* _DATA FOR PROCESSING_:
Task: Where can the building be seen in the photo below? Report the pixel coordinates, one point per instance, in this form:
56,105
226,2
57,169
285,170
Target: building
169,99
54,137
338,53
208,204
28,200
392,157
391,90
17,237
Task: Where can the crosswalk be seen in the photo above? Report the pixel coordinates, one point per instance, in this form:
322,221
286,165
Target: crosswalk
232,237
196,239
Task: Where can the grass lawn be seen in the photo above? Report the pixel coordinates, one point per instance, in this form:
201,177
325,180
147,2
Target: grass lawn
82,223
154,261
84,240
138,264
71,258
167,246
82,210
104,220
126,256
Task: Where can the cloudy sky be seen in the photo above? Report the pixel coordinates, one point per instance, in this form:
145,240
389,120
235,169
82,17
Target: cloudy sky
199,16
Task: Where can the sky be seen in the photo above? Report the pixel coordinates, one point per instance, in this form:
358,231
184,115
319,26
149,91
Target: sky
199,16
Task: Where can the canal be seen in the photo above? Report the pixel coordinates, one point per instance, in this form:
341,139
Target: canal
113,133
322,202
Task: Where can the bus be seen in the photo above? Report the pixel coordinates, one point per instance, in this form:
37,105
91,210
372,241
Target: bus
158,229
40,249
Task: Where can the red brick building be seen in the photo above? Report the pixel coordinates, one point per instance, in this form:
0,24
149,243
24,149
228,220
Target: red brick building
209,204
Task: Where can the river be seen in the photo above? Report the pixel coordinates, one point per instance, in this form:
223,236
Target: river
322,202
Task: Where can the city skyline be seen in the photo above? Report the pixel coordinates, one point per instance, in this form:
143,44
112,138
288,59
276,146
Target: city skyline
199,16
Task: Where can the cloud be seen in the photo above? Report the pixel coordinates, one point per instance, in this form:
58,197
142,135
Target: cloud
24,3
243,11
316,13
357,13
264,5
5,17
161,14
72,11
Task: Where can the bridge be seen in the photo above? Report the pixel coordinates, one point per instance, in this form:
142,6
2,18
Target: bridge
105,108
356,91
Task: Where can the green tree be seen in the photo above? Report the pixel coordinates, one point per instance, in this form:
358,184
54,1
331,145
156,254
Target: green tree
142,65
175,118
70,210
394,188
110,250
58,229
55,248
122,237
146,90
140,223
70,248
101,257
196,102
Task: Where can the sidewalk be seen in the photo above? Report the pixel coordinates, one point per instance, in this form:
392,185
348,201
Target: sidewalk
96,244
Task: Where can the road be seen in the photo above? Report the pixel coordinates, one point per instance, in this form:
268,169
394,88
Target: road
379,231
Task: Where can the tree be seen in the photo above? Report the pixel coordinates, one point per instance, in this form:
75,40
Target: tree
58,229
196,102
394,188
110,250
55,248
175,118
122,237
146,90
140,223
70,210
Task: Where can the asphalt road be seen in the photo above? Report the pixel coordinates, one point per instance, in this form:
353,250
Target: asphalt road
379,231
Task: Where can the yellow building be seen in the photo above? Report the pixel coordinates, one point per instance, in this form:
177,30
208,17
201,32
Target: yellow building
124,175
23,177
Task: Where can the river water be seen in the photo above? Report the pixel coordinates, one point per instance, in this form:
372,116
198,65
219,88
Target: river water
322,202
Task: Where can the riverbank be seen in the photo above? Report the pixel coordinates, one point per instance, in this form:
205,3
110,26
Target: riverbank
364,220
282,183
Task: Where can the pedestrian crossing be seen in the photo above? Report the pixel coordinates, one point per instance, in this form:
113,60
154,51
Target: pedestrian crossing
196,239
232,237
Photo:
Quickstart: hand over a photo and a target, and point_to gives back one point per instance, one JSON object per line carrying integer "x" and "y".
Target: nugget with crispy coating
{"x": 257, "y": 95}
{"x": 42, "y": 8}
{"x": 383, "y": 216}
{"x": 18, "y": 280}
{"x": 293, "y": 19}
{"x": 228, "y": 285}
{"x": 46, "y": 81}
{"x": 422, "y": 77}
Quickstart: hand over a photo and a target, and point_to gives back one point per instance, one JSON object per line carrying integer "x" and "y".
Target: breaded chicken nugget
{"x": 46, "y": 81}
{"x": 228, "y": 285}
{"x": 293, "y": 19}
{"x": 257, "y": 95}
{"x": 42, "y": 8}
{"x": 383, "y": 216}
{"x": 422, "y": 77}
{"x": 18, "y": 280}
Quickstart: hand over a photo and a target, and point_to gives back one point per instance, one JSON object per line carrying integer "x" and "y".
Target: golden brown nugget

* _PROBLEM REQUIREMENTS_: Output the listing above exactly, keeping each line as it was.

* _ANSWER SECTION_:
Task: Where can the building be seen in the photo below? Report the pixel coordinates, one point per instance, in this form:
56,105
226,2
57,169
285,170
Target: building
169,99
54,137
338,53
208,204
28,200
392,157
391,90
17,237
Task: Where can the crosswalk be seen in the photo above? Report the pixel coordinates, one point per instance, in this form:
322,221
286,165
Target: crosswalk
232,237
196,239
Task: Where can the grass lawn be seen in the photo above? Report the pixel coordinates, one point per instance, in this form:
201,177
325,180
147,2
Target: grass lawn
82,223
154,261
84,240
138,264
71,258
167,246
82,210
104,220
126,256
Task: Where can the cloudy sky be seen in the photo above? Report the pixel coordinates, one point per instance, in this form:
145,240
389,120
235,169
82,17
Target: cloudy sky
199,16
Task: Where can the sky be seen in the photo above? Report the pixel coordinates, one point per instance, in this form:
358,231
184,115
319,26
149,91
Target: sky
199,16
Task: Where can the canal be seen in the photo above? Report the pixel coordinates, one point per instance, in this form:
341,139
Target: canal
113,133
322,202
Task: Where can the bus be seen in the photo above? Report the pixel coordinates, one point per instance, in this form:
37,105
91,210
372,241
Target: bus
158,229
40,249
Task: Where can the red brick building be seen in the photo above? Report the pixel coordinates, one point per instance, in this form:
0,24
149,243
24,149
228,220
Target: red brick building
209,204
Task: Where can the river be seen in the photo above? Report the pixel coordinates, one point per instance, in this form:
223,236
Target: river
322,202
Task: Where can the city skyline be seen in the photo above? Report the pixel coordinates, one point per instance, in this form:
143,44
112,138
288,59
276,146
Target: city skyline
199,16
Task: Where can the cloud be seen in the photo above? Report the pixel coordinates, one point per instance, in this form:
58,197
142,135
Target: cloud
24,3
243,11
316,13
357,13
264,5
5,17
161,14
72,11
Task: Where can the bridge be seen in the photo above? Report the pixel coordinates, one point per instance, in this form:
142,6
2,18
Target: bridge
105,108
356,91
Task: Where can the green tree be seen in the photo above? Report the pixel coordinates, one point per instance, in this form:
358,184
54,1
331,145
156,254
Target: green tree
142,65
175,118
70,210
394,188
110,250
58,229
55,248
122,237
146,90
140,223
70,248
101,257
196,102
Task: Where can the sidewalk be seen in the photo above? Report the pixel coordinates, one point per instance, in this form:
392,185
348,201
Target: sidewalk
96,244
Task: Where can the road be seen in the photo above? Report the pixel coordinates, one point per instance, in this form:
268,169
394,88
Target: road
379,231
Task: Where can the tree be seen in the photo above? Report the pixel coordinates, one point per instance, in this form:
75,40
Target: tree
58,229
196,102
394,188
110,250
55,248
175,118
122,237
146,90
140,223
70,210
Task: Where can the asphalt road be seen in the photo above? Report the pixel coordinates, one point per instance, in this form:
353,250
Target: asphalt road
379,231
Task: Where can the yellow building be seen in the photo above? Report the pixel coordinates, one point per instance, in this form:
177,30
208,17
201,32
Target: yellow building
124,175
23,177
Task: Where can the river water be seen in the photo above? Report the pixel coordinates, one point per instance, in this form:
372,116
198,65
219,88
Target: river water
322,202
Task: Where can the riverbank be seen in the photo above? Report the pixel coordinates, one point per instance, in this form:
205,3
110,26
Target: riverbank
364,220
282,183
Task: Where can the pedestrian crossing be seen in the photo above? Report the pixel coordinates, one point per instance, in this form:
113,60
154,51
Target: pedestrian crossing
196,239
232,237
Photo:
Quickstart: hand over a photo and a target, and point_to gives back one point per instance, one JSON object per line carrying integer "x" and "y".
Target: nugget with crispy coating
{"x": 257, "y": 95}
{"x": 42, "y": 8}
{"x": 383, "y": 216}
{"x": 18, "y": 280}
{"x": 293, "y": 19}
{"x": 228, "y": 285}
{"x": 46, "y": 81}
{"x": 422, "y": 77}
Quickstart: hand over a photo and a target, and point_to gives back one point per instance, one JSON object per line carrying integer "x" and "y".
Target: breaded chicken nugget
{"x": 46, "y": 81}
{"x": 228, "y": 285}
{"x": 293, "y": 19}
{"x": 257, "y": 95}
{"x": 42, "y": 8}
{"x": 383, "y": 216}
{"x": 422, "y": 77}
{"x": 18, "y": 280}
Quickstart: hand over a photo and a target, and point_to gives back one point per instance, one JSON object per line carrying integer "x" and "y".
Target: golden brown nugget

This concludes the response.